▶ **Brief**
All lines of the listing that contain "Label" should be shown in full.

▶ **Information**

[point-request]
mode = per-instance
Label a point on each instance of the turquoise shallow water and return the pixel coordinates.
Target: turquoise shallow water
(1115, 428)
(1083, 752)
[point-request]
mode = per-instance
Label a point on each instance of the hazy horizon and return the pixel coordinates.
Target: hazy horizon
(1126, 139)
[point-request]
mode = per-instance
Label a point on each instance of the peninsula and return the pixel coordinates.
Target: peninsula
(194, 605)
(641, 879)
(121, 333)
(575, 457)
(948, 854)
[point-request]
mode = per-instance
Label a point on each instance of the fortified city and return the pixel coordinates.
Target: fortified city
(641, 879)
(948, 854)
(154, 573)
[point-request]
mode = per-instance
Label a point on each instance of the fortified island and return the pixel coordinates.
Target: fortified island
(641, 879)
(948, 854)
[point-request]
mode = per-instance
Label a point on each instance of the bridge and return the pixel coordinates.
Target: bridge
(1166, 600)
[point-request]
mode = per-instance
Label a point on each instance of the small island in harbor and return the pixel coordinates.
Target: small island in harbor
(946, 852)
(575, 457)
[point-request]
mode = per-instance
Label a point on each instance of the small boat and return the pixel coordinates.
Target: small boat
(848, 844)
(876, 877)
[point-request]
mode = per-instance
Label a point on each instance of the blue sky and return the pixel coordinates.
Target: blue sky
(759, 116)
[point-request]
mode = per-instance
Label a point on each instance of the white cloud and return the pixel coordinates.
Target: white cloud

▶ **Task output**
Label a point on each instance of the turquoise shallow water and return the pixel coordinates.
Label a point on each instance of the hazy horizon and return the pixel coordinates.
Label a point on each instance of the peninsula and return the pixel coordinates.
Label a point on each instance of the fortified city and return the pixel coordinates.
Label a point on each instance of the fortified island and return the pixel coordinates.
Label a point on each instance of the bridge and return the pixel coordinates.
Label a point on each instance of the small island in harbor and return the pixel coordinates.
Label a point on each instance of the small boat and return the pixel coordinates.
Label a point on each instance of the blue sky and return the pixel coordinates.
Label a point on each instance of the white cloud and return the pixel coordinates.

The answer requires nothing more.